Input records.
= = = =

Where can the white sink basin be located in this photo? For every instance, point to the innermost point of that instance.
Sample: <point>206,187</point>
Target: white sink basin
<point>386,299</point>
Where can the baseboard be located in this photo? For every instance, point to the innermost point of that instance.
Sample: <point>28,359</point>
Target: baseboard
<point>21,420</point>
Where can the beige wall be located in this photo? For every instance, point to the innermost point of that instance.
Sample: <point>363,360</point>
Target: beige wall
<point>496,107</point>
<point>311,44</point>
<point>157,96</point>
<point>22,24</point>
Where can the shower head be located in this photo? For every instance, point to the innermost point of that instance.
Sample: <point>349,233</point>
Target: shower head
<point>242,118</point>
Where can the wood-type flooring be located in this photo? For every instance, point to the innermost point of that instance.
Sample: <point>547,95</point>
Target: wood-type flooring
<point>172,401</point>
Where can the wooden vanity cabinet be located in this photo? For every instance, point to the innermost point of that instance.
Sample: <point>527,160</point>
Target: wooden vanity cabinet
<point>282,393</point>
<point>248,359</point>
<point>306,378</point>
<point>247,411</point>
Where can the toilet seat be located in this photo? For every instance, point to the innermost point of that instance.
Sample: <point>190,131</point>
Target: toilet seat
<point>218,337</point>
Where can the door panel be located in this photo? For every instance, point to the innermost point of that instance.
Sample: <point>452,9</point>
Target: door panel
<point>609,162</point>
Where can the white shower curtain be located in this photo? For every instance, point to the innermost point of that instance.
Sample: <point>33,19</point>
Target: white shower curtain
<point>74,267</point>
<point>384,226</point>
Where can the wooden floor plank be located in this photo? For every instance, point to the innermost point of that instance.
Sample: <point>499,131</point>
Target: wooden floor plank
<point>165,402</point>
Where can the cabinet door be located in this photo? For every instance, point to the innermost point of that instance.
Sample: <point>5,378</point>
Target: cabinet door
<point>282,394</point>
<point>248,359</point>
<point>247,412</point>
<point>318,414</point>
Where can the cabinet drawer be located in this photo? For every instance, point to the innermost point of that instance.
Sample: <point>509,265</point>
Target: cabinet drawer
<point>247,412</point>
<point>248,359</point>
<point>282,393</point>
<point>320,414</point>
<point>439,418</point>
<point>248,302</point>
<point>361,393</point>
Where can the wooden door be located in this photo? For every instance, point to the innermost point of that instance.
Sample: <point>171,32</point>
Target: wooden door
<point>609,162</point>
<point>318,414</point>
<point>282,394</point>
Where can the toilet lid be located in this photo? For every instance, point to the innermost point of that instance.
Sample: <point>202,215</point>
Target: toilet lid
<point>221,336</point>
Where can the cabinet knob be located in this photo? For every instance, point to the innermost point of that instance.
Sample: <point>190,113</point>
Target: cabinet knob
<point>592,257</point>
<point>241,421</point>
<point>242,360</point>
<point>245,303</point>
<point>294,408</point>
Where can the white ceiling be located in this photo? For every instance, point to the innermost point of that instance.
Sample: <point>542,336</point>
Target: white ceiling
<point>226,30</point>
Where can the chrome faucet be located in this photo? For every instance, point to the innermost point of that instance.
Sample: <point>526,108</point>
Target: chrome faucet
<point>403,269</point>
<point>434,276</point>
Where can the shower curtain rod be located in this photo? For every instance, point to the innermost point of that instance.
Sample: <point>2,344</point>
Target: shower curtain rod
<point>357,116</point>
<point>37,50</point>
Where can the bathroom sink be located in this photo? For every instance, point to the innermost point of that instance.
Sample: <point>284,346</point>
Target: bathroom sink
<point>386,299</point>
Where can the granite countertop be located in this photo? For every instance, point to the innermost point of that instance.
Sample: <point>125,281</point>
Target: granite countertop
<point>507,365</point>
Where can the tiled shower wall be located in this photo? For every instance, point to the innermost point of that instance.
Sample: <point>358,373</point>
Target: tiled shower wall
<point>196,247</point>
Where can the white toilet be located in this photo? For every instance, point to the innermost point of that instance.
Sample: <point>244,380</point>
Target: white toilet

= = = =

Written instruction. Reproduce all of the records above verbatim, line for line.

Task response.
Where can the white sink basin be located in this photo? For every instance, point to the innermost point of that instance.
Sample: <point>206,187</point>
Target: white sink basin
<point>386,299</point>
Where can the baseboard be located in this photo? For every instance, point to the innermost point of that instance.
Sample: <point>28,359</point>
Target: baseboard
<point>21,420</point>
Where can the beige wall be located in this photo? For every instance, point to the innermost point of that instance.
Sample: <point>363,360</point>
Target: beige wall
<point>496,107</point>
<point>311,44</point>
<point>157,96</point>
<point>22,24</point>
Where can the shower head be located in this photo? For every instance, point to the innermost point of that instance.
Sample: <point>349,233</point>
Target: shower head
<point>242,118</point>
Where can the wood-type flooring be located in this photo? For every instance, point to the innermost point of that instance.
Sample: <point>547,95</point>
Target: wood-type flooring
<point>172,401</point>
Where can the wooden vanity cabinet be located in this photo? For every instance, point to the innermost point of that instance.
Sample: <point>527,160</point>
Target: wooden vanity cabinet
<point>282,393</point>
<point>248,359</point>
<point>306,378</point>
<point>247,411</point>
Where can the toilet seat be located in this photo? For every instance, point to the innermost point of that instance.
Sample: <point>190,131</point>
Target: toilet seat
<point>218,337</point>
Where can the door panel be located in this photo? For every instance, point to the innermost point of that instance.
Sample: <point>452,9</point>
Target: door panel
<point>609,162</point>
Where can the white shower curtain be located in this photo? For every instance, point to the innermost point of that instance.
Sample: <point>33,19</point>
Target: white shower curtain
<point>74,267</point>
<point>384,226</point>
Where can the wooden floor plank be located in this photo? For every instance, point to the innermost point of that instance.
Sample: <point>499,131</point>
Target: wooden floor plank
<point>165,402</point>
Where can the cabinet door be located in this photo? For every instance, point to the innermost point of that instance.
Sample: <point>5,378</point>
Target: cabinet door
<point>282,394</point>
<point>248,359</point>
<point>247,412</point>
<point>318,414</point>
Where can the cabinet drawer be located in this photo? For every instance, point to the innermost point of that instance.
Sample: <point>509,265</point>
Target: cabinet drawer
<point>247,412</point>
<point>248,359</point>
<point>282,393</point>
<point>320,414</point>
<point>439,418</point>
<point>248,302</point>
<point>361,393</point>
Where can the wooden door be located in this photo? For every instance, point to the innermost point of that instance.
Sample: <point>171,32</point>
Target: wooden door
<point>609,162</point>
<point>318,414</point>
<point>282,394</point>
Where can the toilet lid be located in this photo? For every instance, point to the innermost point of that instance.
Sample: <point>202,215</point>
Target: toilet lid
<point>221,336</point>
Where can the cabinet knob be located in this photo? For every instance, point to the innermost point of that instance.
Sample: <point>190,113</point>
Target: cabinet knob
<point>592,257</point>
<point>241,421</point>
<point>242,360</point>
<point>245,303</point>
<point>294,408</point>
Where can the white ceiling be located in this photo? For every instance, point to the innermost point of that instance.
Sample: <point>542,336</point>
Target: white ceiling
<point>226,30</point>
Where can the chrome faucet be located in this photo? For every instance, point to the innermost point of that instance.
Sample: <point>526,108</point>
Target: chrome faucet
<point>403,269</point>
<point>434,276</point>
Where can the shower curtain rod be located in this photo? For every instance, point to the innermost point of that instance.
Sample: <point>2,344</point>
Target: shower curtain rod
<point>357,116</point>
<point>37,50</point>
Where can the bathroom sink be located in this photo? For every instance, point to the innermost point of that instance.
Sample: <point>284,346</point>
Target: bathroom sink
<point>386,299</point>
Where can the granite countertop be located in this photo? For every instance, point to the innermost point of that instance.
Sample: <point>125,281</point>
Target: granite countertop
<point>507,365</point>
Where can the tiled shower wall be located in this photo? For every instance, point to the innermost point of that instance.
Sample: <point>358,373</point>
Target: tiled shower wall
<point>196,247</point>
Where can the white toilet be located in this photo? For every instance, point to the innermost point of that instance.
Sample: <point>244,380</point>
Target: white toilet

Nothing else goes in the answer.